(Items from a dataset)
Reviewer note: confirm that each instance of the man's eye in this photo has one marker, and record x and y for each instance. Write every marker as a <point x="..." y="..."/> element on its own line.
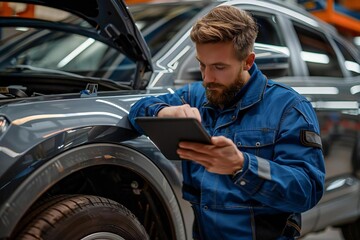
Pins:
<point x="219" y="67"/>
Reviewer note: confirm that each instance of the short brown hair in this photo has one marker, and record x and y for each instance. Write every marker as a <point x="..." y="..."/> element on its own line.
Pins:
<point x="224" y="24"/>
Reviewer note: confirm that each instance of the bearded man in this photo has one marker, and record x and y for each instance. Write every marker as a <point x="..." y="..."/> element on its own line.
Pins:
<point x="265" y="164"/>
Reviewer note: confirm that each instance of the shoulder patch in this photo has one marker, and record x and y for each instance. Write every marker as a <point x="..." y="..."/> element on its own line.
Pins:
<point x="310" y="139"/>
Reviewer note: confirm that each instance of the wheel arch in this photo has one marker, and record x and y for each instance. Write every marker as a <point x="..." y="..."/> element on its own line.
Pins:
<point x="84" y="160"/>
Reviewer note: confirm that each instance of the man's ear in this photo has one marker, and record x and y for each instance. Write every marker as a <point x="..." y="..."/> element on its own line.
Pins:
<point x="249" y="61"/>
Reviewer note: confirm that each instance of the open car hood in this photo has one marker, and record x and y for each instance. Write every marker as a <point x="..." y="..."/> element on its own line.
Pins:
<point x="112" y="21"/>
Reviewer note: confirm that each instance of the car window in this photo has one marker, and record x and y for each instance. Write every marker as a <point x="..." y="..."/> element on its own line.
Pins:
<point x="317" y="52"/>
<point x="268" y="30"/>
<point x="351" y="64"/>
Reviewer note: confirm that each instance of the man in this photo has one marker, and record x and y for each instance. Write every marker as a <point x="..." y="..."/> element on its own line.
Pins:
<point x="265" y="165"/>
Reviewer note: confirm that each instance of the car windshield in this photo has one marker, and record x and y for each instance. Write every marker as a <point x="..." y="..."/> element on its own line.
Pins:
<point x="79" y="54"/>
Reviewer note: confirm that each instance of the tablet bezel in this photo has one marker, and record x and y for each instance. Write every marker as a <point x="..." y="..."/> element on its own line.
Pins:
<point x="166" y="133"/>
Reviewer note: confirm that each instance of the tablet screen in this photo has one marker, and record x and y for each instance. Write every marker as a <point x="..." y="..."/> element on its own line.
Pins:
<point x="166" y="133"/>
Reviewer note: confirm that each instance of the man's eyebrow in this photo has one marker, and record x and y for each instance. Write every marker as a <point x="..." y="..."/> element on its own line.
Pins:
<point x="215" y="63"/>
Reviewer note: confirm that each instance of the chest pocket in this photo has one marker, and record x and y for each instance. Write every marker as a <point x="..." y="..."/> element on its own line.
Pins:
<point x="258" y="142"/>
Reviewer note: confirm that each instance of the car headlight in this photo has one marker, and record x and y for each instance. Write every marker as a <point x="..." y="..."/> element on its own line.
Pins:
<point x="3" y="124"/>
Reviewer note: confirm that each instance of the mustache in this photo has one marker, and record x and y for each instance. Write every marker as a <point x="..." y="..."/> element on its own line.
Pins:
<point x="213" y="85"/>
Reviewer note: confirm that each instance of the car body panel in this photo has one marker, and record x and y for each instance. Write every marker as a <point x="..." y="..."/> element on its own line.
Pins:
<point x="50" y="137"/>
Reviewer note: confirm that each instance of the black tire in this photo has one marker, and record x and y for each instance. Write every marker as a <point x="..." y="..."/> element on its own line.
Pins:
<point x="83" y="217"/>
<point x="351" y="231"/>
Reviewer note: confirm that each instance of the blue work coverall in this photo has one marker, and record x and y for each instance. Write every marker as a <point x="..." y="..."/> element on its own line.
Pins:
<point x="283" y="173"/>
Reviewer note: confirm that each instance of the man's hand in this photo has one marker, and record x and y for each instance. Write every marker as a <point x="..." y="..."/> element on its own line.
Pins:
<point x="180" y="111"/>
<point x="222" y="157"/>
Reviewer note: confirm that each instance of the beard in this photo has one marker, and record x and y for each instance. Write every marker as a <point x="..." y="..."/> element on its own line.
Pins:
<point x="223" y="95"/>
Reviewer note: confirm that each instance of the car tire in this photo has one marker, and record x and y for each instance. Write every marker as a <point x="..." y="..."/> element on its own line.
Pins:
<point x="351" y="231"/>
<point x="82" y="217"/>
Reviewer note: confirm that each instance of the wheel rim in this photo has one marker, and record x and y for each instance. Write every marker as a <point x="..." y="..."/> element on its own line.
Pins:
<point x="103" y="236"/>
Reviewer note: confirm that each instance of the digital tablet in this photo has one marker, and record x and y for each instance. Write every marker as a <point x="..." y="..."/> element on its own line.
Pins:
<point x="166" y="133"/>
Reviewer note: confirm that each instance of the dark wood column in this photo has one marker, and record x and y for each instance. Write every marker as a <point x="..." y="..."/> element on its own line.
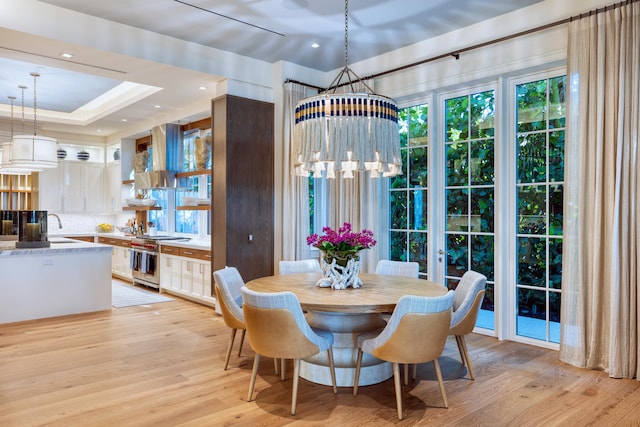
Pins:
<point x="242" y="185"/>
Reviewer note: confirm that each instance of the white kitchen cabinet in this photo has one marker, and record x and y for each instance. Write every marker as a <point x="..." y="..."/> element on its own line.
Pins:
<point x="50" y="189"/>
<point x="113" y="187"/>
<point x="170" y="273"/>
<point x="187" y="273"/>
<point x="120" y="264"/>
<point x="73" y="186"/>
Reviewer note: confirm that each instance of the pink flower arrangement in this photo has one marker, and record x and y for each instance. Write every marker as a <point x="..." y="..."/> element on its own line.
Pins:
<point x="344" y="240"/>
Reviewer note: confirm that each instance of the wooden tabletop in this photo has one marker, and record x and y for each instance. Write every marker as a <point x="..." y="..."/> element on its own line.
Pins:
<point x="378" y="294"/>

Task description: All of the records above should be returned exactly, though the pictures should not.

Your solution:
Reviewer note: confirm that each instance of the man's eye in this photo has one marker, and record x and y for each instance. Write every marker as a <point x="..." y="..."/> element on its own line.
Pins:
<point x="219" y="67"/>
Reviewer note: confirm that each instance of the short brown hair in this photo has one marker, and record x and y for each instance. Write every marker as a <point x="..." y="..."/> element on its own line.
Pins:
<point x="224" y="24"/>
Reviewer note: confirm that each instance of the bearded man in this photo has one marker, and record x and y for each instance. Write every marker as a <point x="..." y="..."/> element on its own line.
Pins:
<point x="265" y="164"/>
Reviewer note: confirm that each instance of the shoulder patch in this photo has one marker, and record x and y for each instance. Write every marker as a <point x="..." y="..."/> element on its own line.
Pins:
<point x="310" y="139"/>
Reviewer note: confirm that each instance of the wheel arch in this photo has one marker, and record x and y for each instance. Write every marker as a <point x="..." y="..."/> element on its own line.
Pins:
<point x="84" y="160"/>
Reviewer note: confirm that each instance of the man's ear in this photo has one marker, and record x and y for each instance. Write every marker as a <point x="..." y="..."/> element on its own line.
Pins:
<point x="249" y="61"/>
Reviewer note: confirm that each instance of the open car hood in this photo has one marker, and record x and y for each instance. Write every marker as a <point x="..." y="..."/> element on its own line.
Pins:
<point x="112" y="21"/>
Reviewer note: confirm that each instance of the car window in this photo has one marker, and record x and y for each instance. Write every marker as a <point x="..." y="..."/> element on its own line.
Pins:
<point x="317" y="52"/>
<point x="268" y="30"/>
<point x="351" y="64"/>
Reviewer note: confirm that each instance of the man in this photo has one marker, and record x and y for each instance. Write every marker as a <point x="..." y="..."/> element on its own line.
Pins:
<point x="265" y="165"/>
Reviewer note: confirm that each instance of the car windshield in this photo has one marker, and record x and y for each instance. Write every marker as a <point x="..." y="..."/> element on its own line.
Pins:
<point x="79" y="54"/>
Reviewer note: confirm that each instance of the tablet bezel in this photo has one marker, and record x and y for each instance. Write every marker as a <point x="..." y="..."/> element on its own line.
Pins:
<point x="166" y="133"/>
Reviewer note: confirm that each instance of the tablet screen in this photo has one marker, and record x and y for each instance. Write every marker as a <point x="..." y="..."/> element on its own line.
Pins:
<point x="166" y="133"/>
Reviewer note: confirm that each instance of the man's eyebrow in this photo has one marker, and record x and y for each instance. Write every marker as a <point x="..." y="..."/> element on its own line.
Pins:
<point x="215" y="63"/>
Reviewer note: confirm that each instance of the chest pocket in this photo has one marker, and record x and y for each instance. Write every marker as a <point x="..." y="..."/> element on its own line.
Pins:
<point x="258" y="142"/>
Reviewer note: confirm that each instance of the car headlight in this photo has one marker, and record x and y for each instance. Write every marker as a <point x="..." y="..."/> element on its own line.
Pins:
<point x="3" y="124"/>
Reviewer note: confirm that each instance of the mustache in this photo has one marker, and record x and y for each instance. Write every marker as a <point x="..." y="..."/> element on its own line.
Pins:
<point x="213" y="85"/>
Reviewer note: confirm that each instance of the car body panel in this photo has one marker, and record x and y for each instance. Write every marker as a <point x="..." y="..."/> element on its own line.
Pins:
<point x="50" y="137"/>
Reviewer note: confirm that each instance of the black tire in this photo has one marker, and record x and y for each instance. Write every marker as a <point x="..." y="..."/> element on its own line.
Pins:
<point x="83" y="217"/>
<point x="351" y="231"/>
Reviewer note: confirm that each instance of the blue work coverall in this photo has one marker, and record x and y for each instance. Write every marker as a <point x="..." y="..."/> element on its own line.
Pins:
<point x="283" y="173"/>
Reviewer note: confirm that each instance of the man's hand in this photo has one marker, and record x and y for each instance. Write every marker as a <point x="..." y="..."/> element on its own line.
Pins:
<point x="180" y="111"/>
<point x="222" y="157"/>
Reviewer note: confirm that each instance of the beard in this photo has one marker, and record x and y for each instance. Write every marker as a <point x="..." y="..."/> element on its own line.
Pins:
<point x="223" y="95"/>
Reviewer note: confirm that each instance of the car tire in this photo has one marker, and record x and y for each instance. Write every marker as a <point x="..." y="..."/> element on its own line.
Pins:
<point x="351" y="231"/>
<point x="82" y="217"/>
Reviewer note: confirm that each instance of the wheel rim in this photo has one marker, and record x and y for each instance. Write every marker as a <point x="..." y="..."/> element on its own line.
Pins:
<point x="103" y="236"/>
Reviewer note: confirm that each instance of the digital tablet in this photo has one marker, and record x and y for each instance. Write every marker as a <point x="..." y="..."/> element on its own line.
Pins:
<point x="166" y="133"/>
Reviewer note: confirm that each instance of the dark wood column in this photo has one marker, and record x and y for each instance. Write every marker as a <point x="..." y="..."/> element on its own line.
Pins:
<point x="242" y="185"/>
Reviewer note: confirm that each instance of the white kitchen cabinet in this photo has one marker, and record x and y for each instance. Write every marker as a <point x="..." y="..."/> element on its own line.
Pins:
<point x="50" y="189"/>
<point x="113" y="187"/>
<point x="170" y="273"/>
<point x="187" y="273"/>
<point x="120" y="264"/>
<point x="73" y="186"/>
Reviewer note: confirm that each instance of the pink flower arrangement in this photo has one marker, and record x and y for each instance. Write every marker as a <point x="..." y="..."/> element on its own line.
Pins:
<point x="344" y="240"/>
Reviewer note: confirm that each instance of the wooden tabletop in this photo has one marker, and record x and y for each instance. Write every marker as a <point x="..." y="..."/> element on its own line.
Pins:
<point x="378" y="294"/>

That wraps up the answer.